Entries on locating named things
·····

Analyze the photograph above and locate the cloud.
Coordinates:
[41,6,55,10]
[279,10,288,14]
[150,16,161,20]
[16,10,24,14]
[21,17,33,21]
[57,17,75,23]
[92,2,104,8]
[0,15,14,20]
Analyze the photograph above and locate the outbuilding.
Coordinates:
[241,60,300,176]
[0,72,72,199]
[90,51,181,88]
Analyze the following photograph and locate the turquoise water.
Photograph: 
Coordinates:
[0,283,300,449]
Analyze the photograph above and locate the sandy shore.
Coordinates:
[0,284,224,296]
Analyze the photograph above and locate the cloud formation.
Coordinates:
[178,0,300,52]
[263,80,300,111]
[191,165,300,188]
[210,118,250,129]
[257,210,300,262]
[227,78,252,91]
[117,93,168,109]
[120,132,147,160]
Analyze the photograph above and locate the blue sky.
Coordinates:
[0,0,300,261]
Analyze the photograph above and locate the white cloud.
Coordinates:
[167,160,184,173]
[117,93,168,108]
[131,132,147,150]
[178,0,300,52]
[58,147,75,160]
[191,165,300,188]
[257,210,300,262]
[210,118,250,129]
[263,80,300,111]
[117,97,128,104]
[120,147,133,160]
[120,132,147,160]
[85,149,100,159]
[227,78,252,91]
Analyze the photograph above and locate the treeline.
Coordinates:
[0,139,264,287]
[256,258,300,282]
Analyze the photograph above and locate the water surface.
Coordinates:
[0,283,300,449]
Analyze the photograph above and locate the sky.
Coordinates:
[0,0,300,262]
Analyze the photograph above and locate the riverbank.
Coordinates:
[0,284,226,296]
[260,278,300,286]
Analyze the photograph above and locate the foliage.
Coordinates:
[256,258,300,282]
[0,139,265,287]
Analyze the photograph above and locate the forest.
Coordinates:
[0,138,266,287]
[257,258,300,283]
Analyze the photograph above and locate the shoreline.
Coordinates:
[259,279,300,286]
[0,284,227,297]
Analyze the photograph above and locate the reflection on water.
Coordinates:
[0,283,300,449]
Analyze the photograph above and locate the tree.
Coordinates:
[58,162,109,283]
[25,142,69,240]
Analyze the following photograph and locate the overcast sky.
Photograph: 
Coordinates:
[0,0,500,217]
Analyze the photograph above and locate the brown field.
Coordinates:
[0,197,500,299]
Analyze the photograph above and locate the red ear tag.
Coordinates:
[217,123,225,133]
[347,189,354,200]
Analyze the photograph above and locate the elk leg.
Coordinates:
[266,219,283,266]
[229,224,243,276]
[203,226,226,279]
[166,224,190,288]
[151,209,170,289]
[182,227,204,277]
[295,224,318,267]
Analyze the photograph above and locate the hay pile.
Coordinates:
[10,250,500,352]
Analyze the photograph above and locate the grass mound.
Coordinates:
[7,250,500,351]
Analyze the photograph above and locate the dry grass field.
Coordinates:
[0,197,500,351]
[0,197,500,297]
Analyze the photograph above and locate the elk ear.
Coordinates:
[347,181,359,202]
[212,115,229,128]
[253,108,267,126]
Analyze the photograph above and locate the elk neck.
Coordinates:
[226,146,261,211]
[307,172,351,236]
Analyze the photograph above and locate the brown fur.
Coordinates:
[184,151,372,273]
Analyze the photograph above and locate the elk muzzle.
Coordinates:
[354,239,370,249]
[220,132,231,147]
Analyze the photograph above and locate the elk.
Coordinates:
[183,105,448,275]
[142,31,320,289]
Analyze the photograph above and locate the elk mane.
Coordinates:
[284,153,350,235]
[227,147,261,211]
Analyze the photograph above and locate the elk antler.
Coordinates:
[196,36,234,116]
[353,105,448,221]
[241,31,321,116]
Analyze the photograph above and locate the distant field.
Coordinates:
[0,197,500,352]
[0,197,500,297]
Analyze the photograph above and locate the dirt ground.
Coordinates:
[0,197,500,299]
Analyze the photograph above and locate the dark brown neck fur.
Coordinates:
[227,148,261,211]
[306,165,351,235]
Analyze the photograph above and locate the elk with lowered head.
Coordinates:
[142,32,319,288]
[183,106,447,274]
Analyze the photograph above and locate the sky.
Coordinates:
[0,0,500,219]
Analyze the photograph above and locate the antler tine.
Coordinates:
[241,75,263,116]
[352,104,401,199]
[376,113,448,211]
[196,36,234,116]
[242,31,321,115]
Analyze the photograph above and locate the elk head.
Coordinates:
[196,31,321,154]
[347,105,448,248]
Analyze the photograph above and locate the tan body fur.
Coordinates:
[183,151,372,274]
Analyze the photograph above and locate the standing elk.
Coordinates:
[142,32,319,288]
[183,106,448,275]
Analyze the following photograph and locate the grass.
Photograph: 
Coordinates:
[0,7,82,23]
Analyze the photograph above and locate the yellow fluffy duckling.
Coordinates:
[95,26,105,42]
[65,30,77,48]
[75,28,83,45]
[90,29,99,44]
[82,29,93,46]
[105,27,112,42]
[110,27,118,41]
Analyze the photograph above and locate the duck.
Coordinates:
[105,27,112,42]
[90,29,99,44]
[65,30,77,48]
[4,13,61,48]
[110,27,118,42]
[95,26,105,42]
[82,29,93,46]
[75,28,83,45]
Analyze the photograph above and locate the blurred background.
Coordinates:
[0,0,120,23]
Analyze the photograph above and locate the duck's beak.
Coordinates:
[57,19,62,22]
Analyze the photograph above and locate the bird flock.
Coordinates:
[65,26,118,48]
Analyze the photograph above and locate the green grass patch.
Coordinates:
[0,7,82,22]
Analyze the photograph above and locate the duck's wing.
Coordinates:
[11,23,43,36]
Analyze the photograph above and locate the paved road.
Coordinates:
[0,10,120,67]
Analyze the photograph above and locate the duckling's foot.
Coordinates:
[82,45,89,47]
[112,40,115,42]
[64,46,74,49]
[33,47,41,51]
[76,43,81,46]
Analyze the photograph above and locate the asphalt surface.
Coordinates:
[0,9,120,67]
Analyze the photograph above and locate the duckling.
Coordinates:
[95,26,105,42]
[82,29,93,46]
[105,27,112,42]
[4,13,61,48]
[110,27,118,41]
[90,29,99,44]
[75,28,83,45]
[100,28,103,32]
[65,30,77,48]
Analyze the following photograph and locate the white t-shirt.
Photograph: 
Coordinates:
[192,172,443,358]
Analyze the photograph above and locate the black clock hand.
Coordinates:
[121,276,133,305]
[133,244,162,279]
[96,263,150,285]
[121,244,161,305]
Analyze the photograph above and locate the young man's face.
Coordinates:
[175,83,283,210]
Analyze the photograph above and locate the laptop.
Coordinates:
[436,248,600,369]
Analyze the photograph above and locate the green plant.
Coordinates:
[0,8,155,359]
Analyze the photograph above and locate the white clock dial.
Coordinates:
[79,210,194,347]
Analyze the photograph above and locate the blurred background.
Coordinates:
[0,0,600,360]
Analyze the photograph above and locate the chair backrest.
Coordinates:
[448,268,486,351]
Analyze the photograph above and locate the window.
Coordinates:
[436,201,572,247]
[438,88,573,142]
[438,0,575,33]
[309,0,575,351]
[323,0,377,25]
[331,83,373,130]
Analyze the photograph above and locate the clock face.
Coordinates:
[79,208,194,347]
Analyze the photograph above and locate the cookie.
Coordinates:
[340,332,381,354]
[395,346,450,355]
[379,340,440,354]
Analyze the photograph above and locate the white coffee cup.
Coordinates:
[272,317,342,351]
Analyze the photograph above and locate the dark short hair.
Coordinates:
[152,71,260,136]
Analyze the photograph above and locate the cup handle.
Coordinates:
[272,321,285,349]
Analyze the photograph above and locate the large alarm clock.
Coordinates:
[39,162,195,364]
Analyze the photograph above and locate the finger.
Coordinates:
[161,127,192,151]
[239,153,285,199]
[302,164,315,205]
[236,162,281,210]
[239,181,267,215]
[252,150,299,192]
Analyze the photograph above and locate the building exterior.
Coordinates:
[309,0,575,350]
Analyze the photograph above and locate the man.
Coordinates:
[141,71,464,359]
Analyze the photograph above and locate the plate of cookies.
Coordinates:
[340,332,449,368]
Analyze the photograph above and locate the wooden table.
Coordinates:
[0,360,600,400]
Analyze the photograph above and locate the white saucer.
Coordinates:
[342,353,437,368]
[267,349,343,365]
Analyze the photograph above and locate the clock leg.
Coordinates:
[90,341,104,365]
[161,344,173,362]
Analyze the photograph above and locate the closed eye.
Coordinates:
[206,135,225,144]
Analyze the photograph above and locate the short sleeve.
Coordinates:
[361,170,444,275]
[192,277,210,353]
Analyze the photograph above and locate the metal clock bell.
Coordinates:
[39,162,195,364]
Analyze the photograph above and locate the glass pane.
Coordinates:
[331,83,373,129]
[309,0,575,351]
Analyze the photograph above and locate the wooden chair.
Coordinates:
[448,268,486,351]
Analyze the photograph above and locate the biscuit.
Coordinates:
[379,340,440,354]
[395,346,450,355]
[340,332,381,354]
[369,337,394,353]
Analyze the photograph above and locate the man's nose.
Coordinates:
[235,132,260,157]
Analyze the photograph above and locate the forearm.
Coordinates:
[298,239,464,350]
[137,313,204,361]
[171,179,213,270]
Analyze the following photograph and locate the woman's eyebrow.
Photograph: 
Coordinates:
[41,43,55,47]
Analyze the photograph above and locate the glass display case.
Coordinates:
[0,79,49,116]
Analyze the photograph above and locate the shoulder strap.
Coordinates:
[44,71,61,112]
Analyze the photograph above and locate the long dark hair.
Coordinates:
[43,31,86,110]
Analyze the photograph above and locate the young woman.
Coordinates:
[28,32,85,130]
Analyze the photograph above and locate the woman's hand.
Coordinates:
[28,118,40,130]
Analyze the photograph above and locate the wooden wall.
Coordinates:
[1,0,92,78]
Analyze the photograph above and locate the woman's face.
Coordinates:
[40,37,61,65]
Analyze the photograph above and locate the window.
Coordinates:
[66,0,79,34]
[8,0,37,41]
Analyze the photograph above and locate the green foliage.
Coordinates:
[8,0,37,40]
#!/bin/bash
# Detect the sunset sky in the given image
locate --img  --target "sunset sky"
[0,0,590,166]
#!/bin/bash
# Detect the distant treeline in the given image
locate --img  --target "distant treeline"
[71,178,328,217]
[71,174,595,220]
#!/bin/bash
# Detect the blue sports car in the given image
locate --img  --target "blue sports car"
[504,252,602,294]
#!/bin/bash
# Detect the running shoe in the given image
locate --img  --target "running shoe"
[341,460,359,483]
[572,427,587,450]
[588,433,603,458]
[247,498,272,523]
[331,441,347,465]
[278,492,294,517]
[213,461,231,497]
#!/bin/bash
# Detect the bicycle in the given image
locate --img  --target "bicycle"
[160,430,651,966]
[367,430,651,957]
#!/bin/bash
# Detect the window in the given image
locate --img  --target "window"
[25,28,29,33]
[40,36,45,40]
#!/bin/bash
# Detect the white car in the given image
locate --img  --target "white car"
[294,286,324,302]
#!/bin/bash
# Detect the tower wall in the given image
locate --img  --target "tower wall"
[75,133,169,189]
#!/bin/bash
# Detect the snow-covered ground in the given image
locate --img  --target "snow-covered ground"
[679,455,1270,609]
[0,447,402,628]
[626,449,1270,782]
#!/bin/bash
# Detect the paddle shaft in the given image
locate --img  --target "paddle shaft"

·····

**Given request:** Reproduce the stretch of material from the line containing "Analyze the photograph above and locate the brown field." through the line containing "[184,151,372,273]", requests included, with every bounding-box coordinate multiplied by 0.7 and rounded to the nearest whole number, halves rounding up. Give only those lines.

**Task solution:**
Analyze the photograph above and locate the brown field.
Coordinates:
[0,138,350,209]
Analyze the photograph above and locate the red ear tag.
Coordinates:
[152,86,158,93]
[243,132,248,140]
Analyze the photograph above and locate the elk leg.
Coordinates:
[186,153,198,186]
[160,157,170,193]
[142,158,158,195]
[116,157,133,202]
[106,146,119,202]
[127,159,143,194]
[207,157,223,187]
Analyze the photograph above and locate the hay pile.
Coordinates:
[7,175,350,246]
Analyze the photograph above and locate the grass mound.
Coordinates:
[5,175,350,246]
Analyze the photograph above and locate the dry grass field.
Coordinates:
[0,138,350,246]
[0,138,350,208]
Analyze the photograph above and locate the elk ear.
Coordinates:
[243,127,251,141]
[148,81,160,90]
[177,76,187,88]
Analyze the photograph above and locate the elk neck.
Coordinates:
[158,102,183,148]
[215,120,246,165]
Analyze the photograph above and locate the brown fur.
Coordinates:
[129,106,260,191]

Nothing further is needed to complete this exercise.